Selected excerpt:
## START
The Paradoxes That Matter Most in Leadership and Risk

Paradoxes That Matter Most in Leadership and Risk

Looking Beneath What We’ve Normalised

In the first part of this blog, we explored the paradoxes we see… and the ones we live within.

The tensions that show up in everyday moments, the contradictions we notice, feel, and often adapt to—sometimes without even realising we are doing it.

But some paradoxes don’t just sit on the surface.

They sit much deeper.

They influence how organisations operate over time, how decisions are made under pressure, and how leaders respond when priorities begin to compete. They quietly shape outcomes—often without being fully understood or even consciously acknowledged—and, in doing so, determine what gets protected… and what gets exposed.

These are not the paradoxes we laugh about or casually observe.

These are the ones that matter most.

Not because they are obvious… but because they are often normalised.

And when they go unexamined… they don’t just create tension.

They create risk.

People: The Greatest Risk… and the Greatest Safeguard

We’ve all heard the statement, “our people are our greatest asset.” It’s widely used, well-intentioned, and in many ways, absolutely true.

But it’s only half the story.

Because people are also one of the greatest sources of risk within an organisation.

Not typically through malicious intent, which is far less common than many assume, but through the realities of being human—operating under pressure, navigating competing priorities, making judgement calls with incomplete information, and working within systems that don’t always align with how work actually gets done.

The same person who can miss a step, take a shortcut, or make a decision that introduces risk… is also the one most likely to notice something early, question an assumption, or prevent an issue from escalating—if they feel able, safe, and supported to do so.

And this is where the paradox sits.

Because many organisations respond to risk by increasing control—introducing more processes, more oversight, and more structure, all in an effort to reduce exposure.
## END
Excerpted data:
## START
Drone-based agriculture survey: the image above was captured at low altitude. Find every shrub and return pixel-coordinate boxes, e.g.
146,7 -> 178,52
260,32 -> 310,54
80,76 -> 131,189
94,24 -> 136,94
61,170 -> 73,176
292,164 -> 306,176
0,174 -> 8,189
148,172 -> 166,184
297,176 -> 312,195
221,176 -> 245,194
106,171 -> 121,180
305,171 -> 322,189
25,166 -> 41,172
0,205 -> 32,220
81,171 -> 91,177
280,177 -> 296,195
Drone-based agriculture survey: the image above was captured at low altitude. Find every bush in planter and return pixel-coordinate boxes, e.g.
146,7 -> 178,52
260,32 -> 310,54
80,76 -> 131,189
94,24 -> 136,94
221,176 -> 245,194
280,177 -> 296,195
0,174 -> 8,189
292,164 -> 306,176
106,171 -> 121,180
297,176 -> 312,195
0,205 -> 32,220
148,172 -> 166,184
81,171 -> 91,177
## END
## START
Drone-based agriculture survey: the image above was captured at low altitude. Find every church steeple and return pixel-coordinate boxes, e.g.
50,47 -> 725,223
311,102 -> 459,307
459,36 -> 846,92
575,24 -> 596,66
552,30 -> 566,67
## END
Continue the piece on paradoxes in leadership and risk from the point where it stops.

However, when control is introduced without fully appreciating the environment people are operating in, something begins to shift.

The very awareness, ownership, and judgement that organisations rely on from their people can begin to diminish—not because people are incapable, but because the environment no longer supports those behaviours in the same way.

When people feel constrained, disconnected, or unclear, they don’t always step forward with insight or challenge—they adjust, defer, step back, or work around what’s in front of them.

And when that happens, the signals organisations most need to see become harder to detect.

Purpose and Protection: When Alignment Starts to Drift

There is another paradox that tends to emerge more subtly—but carries just as much impact.

It often evolves within organisations—particularly those created with a strong sense of purpose, including many non-for-profits.

In the early stages, that purpose is clear and strongly felt. It sits at the heart of why people show up each day. It shapes decisions, guides behaviour, and creates a shared sense of direction that people can genuinely connect to.

Then, as the organisation expands, complexity increases.

With that complexity comes greater exposure, and with greater exposure comes the need for stronger governance, risk management, and compliance structures.

This is both necessary and expected.

However, what often shifts—sometimes subtly—is the lens through which decisions are made.

Risk and compliance functions, influenced by regulatory requirements, accountability pressures, and potential consequences, can begin to operate with a focus that is not always deeply anchored in the organisation’s original purpose. Over time, this can start to pull the organisation slightly off centre—away from its North Star.

Decisions begin to lean more heavily toward protection—ensuring compliance, reducing exposure, and managing risk—without always maintaining a clear and consistent connection back to the organisation’s identity, values, and intent.

This is not a failure of intent.

It is a drift in alignment.

And it can be difficult to see while it is happening.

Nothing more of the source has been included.